======== Extract to read ========
= Child labour in Namibia =

Child labour in Namibia is not always reported. This involved cases of child prostitution as well as voluntary and forced agricultural labour, cattle herding and vending.

==Background==
Namibia ratified both the ILO Minimum Age Convention (C138) and the ILO Worst Forms of Child Labour Convention (C182) in 2000. In addition, the country also ratified the UN Convention on the Rights of the Child in 1990. Namibia signed the African Charter on the Rights and Welfare of the Child in 1999, but has not ratified it as yet.

==Surveys==
According to the 1999 Namibian Child Activities Survey child labour exists in the country, predominantly in the agricultural sector. The results of a follow-up survey conducted in December 2005 have not been made publicly available.

A 2013 Food and Agriculture Organization (FAO) report indicates that particularly in livestock herding, child labour is prevalent in Namibia, and children work from a very young age, although the extent of the work varies per child. Additional hazards that arise from children herding animals are "disrupted physical, mental, moral and social development", the danger of being bitten, extreme weather conditions, and the infection with animal-borne diseases.

==Legislative intervention==
Between 2006 and 2008 the country has been in the process of formulating the Action Programme on the Elimination of Child Labour in Namibia, which was nationally endorsed in February 2008. This was done with the assistance of the International Labour Organization's (ILO) programme Towards the Elimination of the worst forms of Child Labour. A Programme Advisory Committee on Child Labour (PACC), representing government departments, organised labour and business, and civil society guides the development and implementation of the programme.
======== Supplied records ========
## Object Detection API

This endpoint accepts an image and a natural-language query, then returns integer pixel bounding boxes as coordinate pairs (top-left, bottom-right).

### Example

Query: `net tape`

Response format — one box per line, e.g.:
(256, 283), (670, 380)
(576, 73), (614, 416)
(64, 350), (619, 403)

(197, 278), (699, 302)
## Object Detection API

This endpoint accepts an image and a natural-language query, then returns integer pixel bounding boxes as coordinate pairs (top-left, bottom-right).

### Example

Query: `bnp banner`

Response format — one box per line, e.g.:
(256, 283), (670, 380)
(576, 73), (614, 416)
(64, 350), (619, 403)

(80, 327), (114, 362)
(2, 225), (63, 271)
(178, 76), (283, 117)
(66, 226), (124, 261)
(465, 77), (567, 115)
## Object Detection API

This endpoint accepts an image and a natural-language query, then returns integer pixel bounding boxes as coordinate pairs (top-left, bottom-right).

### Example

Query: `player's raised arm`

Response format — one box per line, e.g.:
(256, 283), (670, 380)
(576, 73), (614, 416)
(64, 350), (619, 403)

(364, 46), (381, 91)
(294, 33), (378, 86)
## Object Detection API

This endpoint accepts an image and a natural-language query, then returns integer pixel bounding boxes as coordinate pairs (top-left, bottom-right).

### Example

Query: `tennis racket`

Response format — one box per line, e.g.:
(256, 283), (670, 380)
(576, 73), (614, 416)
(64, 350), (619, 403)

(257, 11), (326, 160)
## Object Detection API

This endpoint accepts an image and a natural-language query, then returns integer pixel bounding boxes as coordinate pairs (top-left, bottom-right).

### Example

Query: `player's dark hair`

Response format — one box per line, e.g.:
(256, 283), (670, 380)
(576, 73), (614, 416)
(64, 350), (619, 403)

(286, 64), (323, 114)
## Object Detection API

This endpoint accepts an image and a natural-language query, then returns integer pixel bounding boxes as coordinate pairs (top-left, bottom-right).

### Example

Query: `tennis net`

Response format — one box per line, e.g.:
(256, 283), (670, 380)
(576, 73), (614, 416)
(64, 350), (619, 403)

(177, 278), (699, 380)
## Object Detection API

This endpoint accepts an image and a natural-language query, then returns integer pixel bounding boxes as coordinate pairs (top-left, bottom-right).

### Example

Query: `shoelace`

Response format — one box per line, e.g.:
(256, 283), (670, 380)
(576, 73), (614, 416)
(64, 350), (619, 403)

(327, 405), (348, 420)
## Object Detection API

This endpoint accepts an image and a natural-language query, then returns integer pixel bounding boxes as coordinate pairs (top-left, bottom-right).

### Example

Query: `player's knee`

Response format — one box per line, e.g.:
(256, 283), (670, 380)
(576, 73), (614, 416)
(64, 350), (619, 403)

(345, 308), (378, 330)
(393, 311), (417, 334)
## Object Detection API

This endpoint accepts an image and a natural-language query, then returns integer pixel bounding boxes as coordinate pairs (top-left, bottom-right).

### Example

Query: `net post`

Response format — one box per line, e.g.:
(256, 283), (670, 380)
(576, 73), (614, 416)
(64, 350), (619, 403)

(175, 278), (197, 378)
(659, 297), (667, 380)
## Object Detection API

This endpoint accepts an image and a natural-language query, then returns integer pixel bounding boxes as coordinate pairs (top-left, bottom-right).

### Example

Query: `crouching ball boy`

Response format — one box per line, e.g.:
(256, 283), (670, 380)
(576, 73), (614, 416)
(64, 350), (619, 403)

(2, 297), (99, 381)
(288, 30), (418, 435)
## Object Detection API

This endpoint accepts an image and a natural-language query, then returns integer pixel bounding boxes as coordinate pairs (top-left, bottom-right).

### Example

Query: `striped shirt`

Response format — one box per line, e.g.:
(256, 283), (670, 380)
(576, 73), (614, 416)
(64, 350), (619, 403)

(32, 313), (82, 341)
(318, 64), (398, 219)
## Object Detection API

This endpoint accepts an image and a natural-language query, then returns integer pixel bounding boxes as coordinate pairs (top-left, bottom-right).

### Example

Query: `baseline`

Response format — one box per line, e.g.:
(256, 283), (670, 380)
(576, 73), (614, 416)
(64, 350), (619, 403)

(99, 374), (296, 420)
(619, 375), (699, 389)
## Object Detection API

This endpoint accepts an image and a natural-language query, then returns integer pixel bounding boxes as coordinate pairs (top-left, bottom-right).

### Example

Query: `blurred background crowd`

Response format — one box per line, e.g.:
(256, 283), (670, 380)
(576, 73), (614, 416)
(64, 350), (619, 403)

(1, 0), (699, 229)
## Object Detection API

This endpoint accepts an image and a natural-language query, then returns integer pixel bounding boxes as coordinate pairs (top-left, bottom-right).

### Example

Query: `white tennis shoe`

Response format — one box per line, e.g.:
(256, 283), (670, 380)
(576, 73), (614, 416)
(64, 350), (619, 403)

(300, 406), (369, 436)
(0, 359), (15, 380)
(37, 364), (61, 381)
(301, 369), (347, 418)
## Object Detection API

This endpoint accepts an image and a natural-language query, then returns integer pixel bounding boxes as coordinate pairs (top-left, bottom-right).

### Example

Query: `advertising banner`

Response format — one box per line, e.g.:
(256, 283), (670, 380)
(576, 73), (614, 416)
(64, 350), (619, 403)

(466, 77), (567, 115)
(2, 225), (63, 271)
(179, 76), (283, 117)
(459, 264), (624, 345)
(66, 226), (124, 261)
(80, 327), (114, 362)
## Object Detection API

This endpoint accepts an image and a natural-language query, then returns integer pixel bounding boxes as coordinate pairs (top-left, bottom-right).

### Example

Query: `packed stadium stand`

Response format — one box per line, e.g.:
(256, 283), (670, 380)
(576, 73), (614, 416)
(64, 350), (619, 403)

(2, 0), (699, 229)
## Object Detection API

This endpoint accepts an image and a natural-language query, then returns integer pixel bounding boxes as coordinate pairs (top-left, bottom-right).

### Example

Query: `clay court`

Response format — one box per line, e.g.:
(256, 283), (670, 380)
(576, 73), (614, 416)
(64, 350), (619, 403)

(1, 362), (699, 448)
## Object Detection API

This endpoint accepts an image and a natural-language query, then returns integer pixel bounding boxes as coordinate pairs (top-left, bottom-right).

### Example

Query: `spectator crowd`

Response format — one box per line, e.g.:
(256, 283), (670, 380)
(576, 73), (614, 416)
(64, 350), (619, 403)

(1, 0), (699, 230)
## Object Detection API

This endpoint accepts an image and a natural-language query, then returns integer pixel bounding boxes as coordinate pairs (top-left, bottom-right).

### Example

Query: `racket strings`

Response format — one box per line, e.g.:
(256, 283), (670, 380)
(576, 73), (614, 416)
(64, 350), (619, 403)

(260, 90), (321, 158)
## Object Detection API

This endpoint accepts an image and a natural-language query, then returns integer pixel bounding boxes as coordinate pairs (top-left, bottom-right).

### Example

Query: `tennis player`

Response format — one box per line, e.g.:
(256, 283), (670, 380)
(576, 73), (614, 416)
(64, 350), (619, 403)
========
» **Apply what you read**
[A] Return everything from "Child labour in Namibia is" down to "herding and vending." in the article on child labor in Namibia, copied word for word.
[B] Name each international convention or charter that the child labor article says Namibia ratified or signed.

» **Responses to the tasks**
[A]
Child labour in Namibia is not always reported. This involved cases of child prostitution as well as voluntary and forced agricultural labour, cattle herding and vending.

[B]
ILO Minimum Age Convention (C138)
ILO Worst Forms of Child Labour Convention (C182)
UN Convention on the Rights of the Child
African Charter on the Rights and Welfare of the Child